**Exercise objective**. Rewrite the records with "Locate" substituted for every "Ground", and leave everything else unchanged.

**Dataset records**.
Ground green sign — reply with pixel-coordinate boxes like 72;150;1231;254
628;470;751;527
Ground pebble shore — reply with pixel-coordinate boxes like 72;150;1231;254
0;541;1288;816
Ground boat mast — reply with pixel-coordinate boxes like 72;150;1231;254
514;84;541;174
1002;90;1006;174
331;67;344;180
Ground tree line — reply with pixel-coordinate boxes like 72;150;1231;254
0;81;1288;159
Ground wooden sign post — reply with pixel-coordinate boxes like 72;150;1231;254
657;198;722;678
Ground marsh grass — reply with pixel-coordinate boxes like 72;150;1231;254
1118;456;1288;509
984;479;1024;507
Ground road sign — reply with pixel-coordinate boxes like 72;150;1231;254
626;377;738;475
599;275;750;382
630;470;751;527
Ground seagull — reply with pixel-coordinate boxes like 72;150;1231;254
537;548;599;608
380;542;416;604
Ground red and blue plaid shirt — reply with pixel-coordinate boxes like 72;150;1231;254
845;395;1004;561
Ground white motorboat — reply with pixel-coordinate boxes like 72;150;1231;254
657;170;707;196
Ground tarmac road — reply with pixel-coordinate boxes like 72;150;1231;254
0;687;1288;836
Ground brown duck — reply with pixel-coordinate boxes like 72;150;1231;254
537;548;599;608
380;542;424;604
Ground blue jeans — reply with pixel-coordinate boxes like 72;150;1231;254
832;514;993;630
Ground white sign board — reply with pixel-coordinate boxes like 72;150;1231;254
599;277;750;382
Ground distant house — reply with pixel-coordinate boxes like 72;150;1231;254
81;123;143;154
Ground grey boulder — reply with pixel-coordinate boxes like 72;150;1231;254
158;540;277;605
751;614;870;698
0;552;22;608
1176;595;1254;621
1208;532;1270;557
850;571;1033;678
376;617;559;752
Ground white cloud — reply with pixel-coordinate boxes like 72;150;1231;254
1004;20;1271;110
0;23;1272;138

**Exercise result**.
Locate green sign — reply with pixel-coordinate boxes like 72;150;1231;254
628;470;751;527
Locate pebble shore — reply with pixel-coordinate boxes like 72;150;1231;254
0;541;1288;816
Locate boat mast — reply with pixel-coordinate boxes like 72;150;1231;254
514;84;541;174
1002;90;1006;174
331;67;344;180
Locate tree line — reply with pixel-coordinate boxes like 72;150;1231;254
0;81;1288;159
Locate wooden sign post — reply with pixel-coordinate boxes like 72;150;1231;254
657;198;722;678
Locate marsh grass — reply with pixel-coordinate boxes like 72;150;1231;254
1118;456;1288;509
984;479;1024;507
Locate road sign — reply with pixel-coordinate boxes like 72;150;1231;254
626;377;738;475
599;275;750;382
630;470;751;527
Locate seagull — reply with pixel-coordinate boxes like 72;150;1231;254
537;548;599;608
380;542;416;604
Locate red and blue plaid shirt — reply with pixel-coordinate boxes like 72;150;1231;254
845;395;1004;561
Locate white motorboat — reply with pixel-coordinate boxes like 72;150;1231;254
657;170;707;196
Locate tarmac road — reply with pixel-coordinate boxes like 72;150;1231;254
0;687;1288;836
Locate brown duck — reply with pixel-coordinate boxes like 72;150;1231;254
537;548;599;608
380;542;424;604
Locate blue jeans — reply with pixel-coordinate boxes like 72;150;1231;254
832;514;993;630
Locate white sign board — reply with pixel-coordinate boxes like 72;150;1231;254
599;277;750;382
Locate distant house — reply with pixel-coordinate boxes like 72;150;1231;254
81;123;143;154
Locate grey boulder — reply with pixel-coordinate boxes like 72;150;1231;254
158;540;277;605
751;614;870;698
0;552;22;608
1176;595;1254;621
1208;532;1270;557
850;571;1033;678
376;617;559;752
Locate white cloud — reply with pixel-coordinate boxes like 72;150;1231;254
1004;20;1271;110
0;23;1272;138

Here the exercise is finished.